Ce n’est pas la première fois que pour comprendre la Chine, les observateurs utilisent souvent des raccourcis qui permettent de simplifier un pays vaste et complexe.
Au début des années 2000, l’optimisme libéral sur le commerce qui adoucissait les mœurs et amènerait la Chine vers une forme de démocratisation était monnaie courante.
Cette vision de la Chine a explosé en vol au milieu des années 2010, pris en tenaille par la concentration du pouvoir par Xi Jinping et des critiques internationales venant tous azimuts, dont notamment Donald Trump.
Ce dernier, en dénonçant les pratiques mercantilistes de la Chine, les transferts forcés de technologies, les abus de propriété intellectuelle ou encore les aides d'état, disait alors tout fort ce que beaucoup de multinationales disaient mezza voce.

__CONSIGNE__. Quelles sont toutes les pratiques de la Chine que Donald Trump dénonçait selon le texte fourni ? Les données sont un contenu à part, sans lien avec le texte fourni.

__DONNÉES DISPONIBLES__.
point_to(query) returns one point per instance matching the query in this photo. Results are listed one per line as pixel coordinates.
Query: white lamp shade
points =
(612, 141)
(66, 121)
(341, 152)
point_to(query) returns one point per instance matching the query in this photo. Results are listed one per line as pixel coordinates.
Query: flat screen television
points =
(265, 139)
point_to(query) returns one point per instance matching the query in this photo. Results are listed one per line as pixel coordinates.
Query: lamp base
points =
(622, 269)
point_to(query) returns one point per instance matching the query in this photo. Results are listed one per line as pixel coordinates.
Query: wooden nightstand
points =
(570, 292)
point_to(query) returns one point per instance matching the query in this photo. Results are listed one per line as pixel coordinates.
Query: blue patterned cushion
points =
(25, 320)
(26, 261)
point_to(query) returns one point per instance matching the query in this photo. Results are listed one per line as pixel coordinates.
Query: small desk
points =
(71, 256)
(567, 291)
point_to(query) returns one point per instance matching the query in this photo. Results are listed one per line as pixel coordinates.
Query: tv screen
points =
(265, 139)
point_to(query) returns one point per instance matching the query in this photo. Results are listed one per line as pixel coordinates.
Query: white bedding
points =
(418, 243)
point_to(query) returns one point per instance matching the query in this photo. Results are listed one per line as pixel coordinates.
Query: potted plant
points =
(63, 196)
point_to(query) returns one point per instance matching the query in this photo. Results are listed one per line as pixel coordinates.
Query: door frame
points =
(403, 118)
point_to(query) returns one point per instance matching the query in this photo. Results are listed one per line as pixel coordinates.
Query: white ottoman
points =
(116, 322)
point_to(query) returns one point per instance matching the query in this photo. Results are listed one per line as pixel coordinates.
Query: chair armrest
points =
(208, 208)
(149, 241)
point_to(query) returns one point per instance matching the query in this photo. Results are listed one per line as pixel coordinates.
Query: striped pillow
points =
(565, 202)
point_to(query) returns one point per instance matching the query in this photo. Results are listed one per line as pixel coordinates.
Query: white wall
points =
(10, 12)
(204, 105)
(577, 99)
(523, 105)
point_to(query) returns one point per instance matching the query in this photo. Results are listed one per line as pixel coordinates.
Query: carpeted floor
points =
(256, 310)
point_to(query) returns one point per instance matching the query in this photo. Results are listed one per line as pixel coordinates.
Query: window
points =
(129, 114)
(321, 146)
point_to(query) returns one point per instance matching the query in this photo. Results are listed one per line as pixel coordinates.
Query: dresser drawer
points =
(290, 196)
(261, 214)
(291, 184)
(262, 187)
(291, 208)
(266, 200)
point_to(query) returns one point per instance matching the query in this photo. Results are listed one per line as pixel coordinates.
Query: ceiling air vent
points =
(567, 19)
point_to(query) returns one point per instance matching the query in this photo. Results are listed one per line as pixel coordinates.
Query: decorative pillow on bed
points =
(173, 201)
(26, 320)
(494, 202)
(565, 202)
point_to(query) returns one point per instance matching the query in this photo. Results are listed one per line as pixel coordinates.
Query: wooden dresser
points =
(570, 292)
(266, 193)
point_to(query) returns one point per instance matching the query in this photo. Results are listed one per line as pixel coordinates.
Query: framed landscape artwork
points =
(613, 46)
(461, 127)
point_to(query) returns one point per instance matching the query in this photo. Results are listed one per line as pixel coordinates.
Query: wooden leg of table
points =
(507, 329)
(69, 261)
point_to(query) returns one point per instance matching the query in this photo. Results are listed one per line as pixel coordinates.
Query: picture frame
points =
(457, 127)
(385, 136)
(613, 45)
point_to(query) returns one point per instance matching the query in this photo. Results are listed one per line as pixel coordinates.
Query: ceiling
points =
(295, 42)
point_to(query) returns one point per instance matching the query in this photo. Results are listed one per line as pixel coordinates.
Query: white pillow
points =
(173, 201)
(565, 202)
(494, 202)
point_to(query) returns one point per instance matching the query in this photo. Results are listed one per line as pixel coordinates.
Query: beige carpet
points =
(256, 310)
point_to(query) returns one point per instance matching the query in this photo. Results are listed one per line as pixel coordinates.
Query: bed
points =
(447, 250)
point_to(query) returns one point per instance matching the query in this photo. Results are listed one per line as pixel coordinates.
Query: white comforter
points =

__RÉPONSE ATTENDUE__.
- les pratiques mercantilistes
- les transferts forcés de technologies
- les abus de propriété intellectuelle
- les aides d'état